- _JOB A_
According to the machine learning detections page, which log are ASCII homograph detections based on?

----

Machine learning detections

The Investigator analytics engine provides several machine learning models that analyze Corelight logs and generate alerts when they detect invariant patterns and potential threats.

_images/ml-overview.png

The machine learning engine in Investigator ingests the log input, normalizes and organizes the data, extracts and analyzes the features, and applies the machine learning models. The result is a focused security event with a severity score.

_images/ml-engine.png

Machine learning alerts complement notices, Suricata alerts, and Falcon LogScale queries.

Machine learning models

This section describes the machine learning model detections available in Investigator.

You can find more information for each machine learning model in Investigator by clicking the alert name in the Alert dashboard. The alert details provide a summary and suggest next steps for each detection to guide your investigation and troubleshooting.

ASCII homograph

The adversary registers a domain containing one or more ASCII homoglyphs, making it visually similar to a trusted domain. This is possible because the ASCII table contains characters that look similar, for example the uppercase character “O” and the number “0”. Homograph domains are often used by adversaries to trick Internet users into visiting phishing sites.

  • Detections are based on information from the HTTP log.

  • Default severity: 5

  • This model is silent by default and can be tuned per account.

Attempted connection to a DGA domain

One or more hosts attempted to connect to the domain. The domains generated by Domain Generation Algorithms (DGAs) exhibit random-looking patterns of letters, numbers, or words, and are generally long to minimize collisions with existing domains.

  • Detections are based on information from the DNS log.

  • Default severity: 5

  • Enabled and set to alert by default.

----

- _JOB B_
Format the records from the line with "the butterfly wing" up to and including the final line of the records as a Markdown table with the columns No. and Entry. Number each row and omit blank lines.

----

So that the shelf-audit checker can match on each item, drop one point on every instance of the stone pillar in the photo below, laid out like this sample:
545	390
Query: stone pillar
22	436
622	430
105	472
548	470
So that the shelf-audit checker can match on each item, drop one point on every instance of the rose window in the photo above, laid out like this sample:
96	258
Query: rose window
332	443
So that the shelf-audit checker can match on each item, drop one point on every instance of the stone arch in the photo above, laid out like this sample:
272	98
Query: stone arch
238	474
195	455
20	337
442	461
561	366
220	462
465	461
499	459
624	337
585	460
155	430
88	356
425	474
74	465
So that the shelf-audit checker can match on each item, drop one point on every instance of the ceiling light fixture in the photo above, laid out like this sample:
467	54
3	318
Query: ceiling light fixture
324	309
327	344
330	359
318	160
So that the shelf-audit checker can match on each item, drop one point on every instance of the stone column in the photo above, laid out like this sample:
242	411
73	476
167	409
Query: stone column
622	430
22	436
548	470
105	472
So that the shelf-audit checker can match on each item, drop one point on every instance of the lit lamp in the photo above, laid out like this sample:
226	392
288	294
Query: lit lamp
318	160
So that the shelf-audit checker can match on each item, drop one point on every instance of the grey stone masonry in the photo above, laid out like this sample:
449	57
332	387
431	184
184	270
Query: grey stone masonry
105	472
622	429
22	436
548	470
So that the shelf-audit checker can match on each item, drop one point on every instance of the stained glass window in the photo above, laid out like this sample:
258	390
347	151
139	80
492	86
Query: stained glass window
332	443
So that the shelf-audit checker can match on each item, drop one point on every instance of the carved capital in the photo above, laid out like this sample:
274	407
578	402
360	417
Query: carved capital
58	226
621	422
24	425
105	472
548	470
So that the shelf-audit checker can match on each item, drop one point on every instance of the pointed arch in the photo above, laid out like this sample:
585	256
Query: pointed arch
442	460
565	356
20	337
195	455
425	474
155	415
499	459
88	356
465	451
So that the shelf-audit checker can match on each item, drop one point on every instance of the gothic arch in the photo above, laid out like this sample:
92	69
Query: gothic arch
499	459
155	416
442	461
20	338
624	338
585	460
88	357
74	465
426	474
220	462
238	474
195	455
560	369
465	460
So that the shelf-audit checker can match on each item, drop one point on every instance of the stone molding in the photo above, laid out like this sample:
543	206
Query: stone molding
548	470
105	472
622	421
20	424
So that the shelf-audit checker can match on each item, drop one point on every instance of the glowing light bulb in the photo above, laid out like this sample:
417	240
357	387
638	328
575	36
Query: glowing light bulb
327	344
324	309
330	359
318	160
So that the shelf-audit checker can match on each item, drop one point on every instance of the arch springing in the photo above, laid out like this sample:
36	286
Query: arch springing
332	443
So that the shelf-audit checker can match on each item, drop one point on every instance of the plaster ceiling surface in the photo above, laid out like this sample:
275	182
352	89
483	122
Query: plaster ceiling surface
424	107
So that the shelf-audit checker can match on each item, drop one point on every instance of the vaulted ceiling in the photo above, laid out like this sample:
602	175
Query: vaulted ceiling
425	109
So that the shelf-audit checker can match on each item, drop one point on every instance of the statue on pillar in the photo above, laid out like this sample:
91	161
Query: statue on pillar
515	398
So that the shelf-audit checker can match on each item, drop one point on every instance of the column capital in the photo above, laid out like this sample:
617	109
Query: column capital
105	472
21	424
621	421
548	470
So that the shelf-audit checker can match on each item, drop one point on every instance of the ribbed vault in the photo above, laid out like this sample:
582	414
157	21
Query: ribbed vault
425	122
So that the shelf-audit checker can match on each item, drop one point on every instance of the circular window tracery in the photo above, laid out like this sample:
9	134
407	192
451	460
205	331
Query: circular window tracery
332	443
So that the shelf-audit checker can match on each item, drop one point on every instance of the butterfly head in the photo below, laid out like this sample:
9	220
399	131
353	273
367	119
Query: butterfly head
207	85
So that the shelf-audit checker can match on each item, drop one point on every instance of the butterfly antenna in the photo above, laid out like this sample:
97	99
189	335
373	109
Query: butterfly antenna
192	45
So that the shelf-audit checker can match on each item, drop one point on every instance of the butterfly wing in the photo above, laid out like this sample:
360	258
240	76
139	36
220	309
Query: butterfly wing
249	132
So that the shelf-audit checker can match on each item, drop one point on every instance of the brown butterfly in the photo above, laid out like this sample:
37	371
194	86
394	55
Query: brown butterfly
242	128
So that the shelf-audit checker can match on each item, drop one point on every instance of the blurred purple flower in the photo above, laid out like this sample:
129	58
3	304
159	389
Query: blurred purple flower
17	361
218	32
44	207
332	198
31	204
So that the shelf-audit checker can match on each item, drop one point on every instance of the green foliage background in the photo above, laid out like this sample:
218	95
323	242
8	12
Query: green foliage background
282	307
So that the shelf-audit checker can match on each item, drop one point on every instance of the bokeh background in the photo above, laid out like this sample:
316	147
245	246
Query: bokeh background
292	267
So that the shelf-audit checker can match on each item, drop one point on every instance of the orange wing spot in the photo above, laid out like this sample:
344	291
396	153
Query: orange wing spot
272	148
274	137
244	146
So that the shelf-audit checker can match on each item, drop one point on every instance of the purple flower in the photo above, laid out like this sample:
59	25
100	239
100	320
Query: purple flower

----

- _EXERCISE RESULT A_
The HTTP log.

- _EXERCISE RESULT B_
| No. | Entry |
|---|---|
| 1 | So that the shelf-audit checker can match on each item, drop one point on every instance of the butterfly wing in the photo above, laid out like this sample: |
| 2 | 360	258 |
| 3 | 240	76 |
| 4 | 139	36 |
| 5 | 220	309 |
| 6 | Query: butterfly wing |
| 7 | 249	132 |
| 8 | So that the shelf-audit checker can match on each item, drop one point on every instance of the brown butterfly in the photo above, laid out like this sample: |
| 9 | 37	371 |
| 10 | 194	86 |
| 11 | 394	55 |
| 12 | Query: brown butterfly |
| 13 | 242	128 |
| 14 | So that the shelf-audit checker can match on each item, drop one point on every instance of the blurred purple flower in the photo above, laid out like this sample: |
| 15 | 129	58 |
| 16 | 3	304 |
| 17 | 159	389 |
| 18 | Query: blurred purple flower |
| 19 | 17	361 |
| 20 | 218	32 |
| 21 | 44	207 |
| 22 | 332	198 |
| 23 | 31	204 |
| 24 | So that the shelf-audit checker can match on each item, drop one point on every instance of the green foliage background in the photo above, laid out like this sample: |
| 25 | 218	95 |
| 26 | 323	242 |
| 27 | 8	12 |
| 28 | Query: green foliage background |
| 29 | 282	307 |
| 30 | So that the shelf-audit checker can match on each item, drop one point on every instance of the bokeh background in the photo above, laid out like this sample: |
| 31 | 316	147 |
| 32 | 245	246 |
| 33 | Query: bokeh background |
| 34 | 292	267 |
| 35 | So that the shelf-audit checker can match on each item, drop one point on every instance of the orange wing spot in the photo above, laid out like this sample: |
| 36 | 344	291 |
| 37 | 396	153 |
| 38 | Query: orange wing spot |
| 39 | 272	148 |
| 40 | 274	137 |
| 41 | 244	146 |
| 42 | So that the shelf-audit checker can match on each item, drop one point on every instance of the purple flower in the photo above, laid out like this sample: |
| 43 | 59	25 |
| 44 | 100	239 |
| 45 | 100	320 |
| 46 | Query: purple flower |